* _Information given_

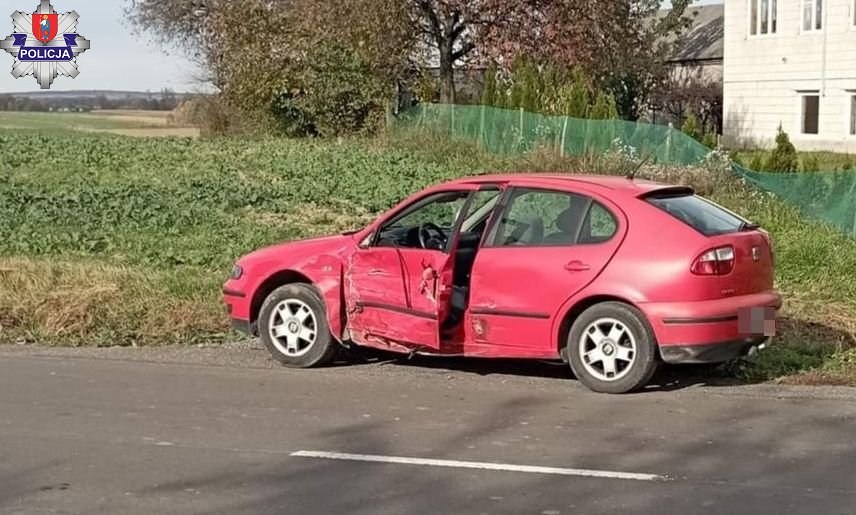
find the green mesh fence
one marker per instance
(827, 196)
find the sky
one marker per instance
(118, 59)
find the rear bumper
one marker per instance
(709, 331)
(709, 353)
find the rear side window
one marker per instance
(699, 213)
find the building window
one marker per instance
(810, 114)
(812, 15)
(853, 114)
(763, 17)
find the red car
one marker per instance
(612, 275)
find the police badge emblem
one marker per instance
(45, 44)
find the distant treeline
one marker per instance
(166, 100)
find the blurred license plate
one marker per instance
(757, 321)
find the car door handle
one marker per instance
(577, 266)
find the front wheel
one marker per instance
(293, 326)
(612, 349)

* _What to do_
Copy out the listing above, from the line that contains "find the blurred license plate" through the end of the listing, with both of those lines included.

* _Answer to the exercise_
find the blurred license plate
one marker per instance
(757, 321)
find the car door handle
one marker per instance
(577, 266)
find the front wheel
one marker per instance
(293, 326)
(612, 349)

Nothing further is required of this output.